Rewrite the lines below with "rough mask" changed to "coarse mask" wherever it occurs, leaving everything else as it is and omitting the pictures.

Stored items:
== == ==
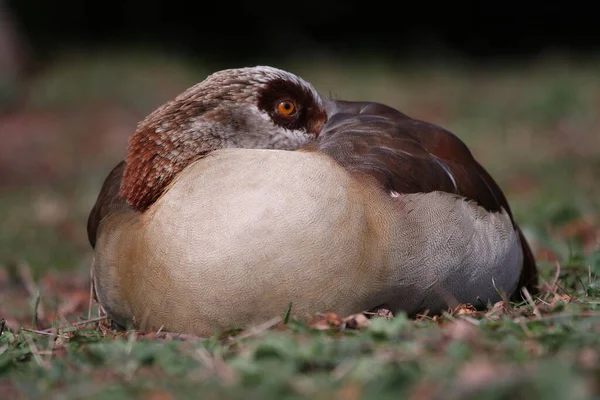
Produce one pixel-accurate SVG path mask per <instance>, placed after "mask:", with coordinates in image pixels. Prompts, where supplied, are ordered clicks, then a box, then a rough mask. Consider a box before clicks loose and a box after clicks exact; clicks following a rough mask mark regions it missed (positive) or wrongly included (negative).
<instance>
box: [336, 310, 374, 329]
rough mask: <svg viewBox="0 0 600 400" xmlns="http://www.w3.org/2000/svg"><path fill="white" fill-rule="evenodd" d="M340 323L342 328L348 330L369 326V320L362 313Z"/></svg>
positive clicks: (352, 315)
mask: <svg viewBox="0 0 600 400" xmlns="http://www.w3.org/2000/svg"><path fill="white" fill-rule="evenodd" d="M342 323H343V326H345V327H346V328H350V329H364V328H367V327H368V326H369V324H370V322H369V319H368V318H367V317H366V316H365V314H363V313H360V314H352V315H349V316H347V317H346V318H344V319H343V321H342Z"/></svg>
== == ==
# Answer to the problem:
Produce one pixel-accurate SVG path mask per <instance>, placed after "mask:", with coordinates in image pixels. Prompts, where supplied, are ordered clicks, then a box, then a coarse mask. Consider a box before clicks loose and a box after clicks exact; clicks following a coarse mask mark regions it missed (positive) or wrongly included (negative).
<instance>
box: [336, 310, 374, 329]
coarse mask: <svg viewBox="0 0 600 400" xmlns="http://www.w3.org/2000/svg"><path fill="white" fill-rule="evenodd" d="M340 323L342 328L348 330L369 326V320L362 313Z"/></svg>
positive clicks: (352, 315)
mask: <svg viewBox="0 0 600 400" xmlns="http://www.w3.org/2000/svg"><path fill="white" fill-rule="evenodd" d="M342 323H343V326H345V327H346V328H350V329H364V328H367V327H368V326H369V324H370V322H369V319H368V318H367V317H366V316H365V314H363V313H360V314H352V315H349V316H347V317H346V318H344V319H343V321H342Z"/></svg>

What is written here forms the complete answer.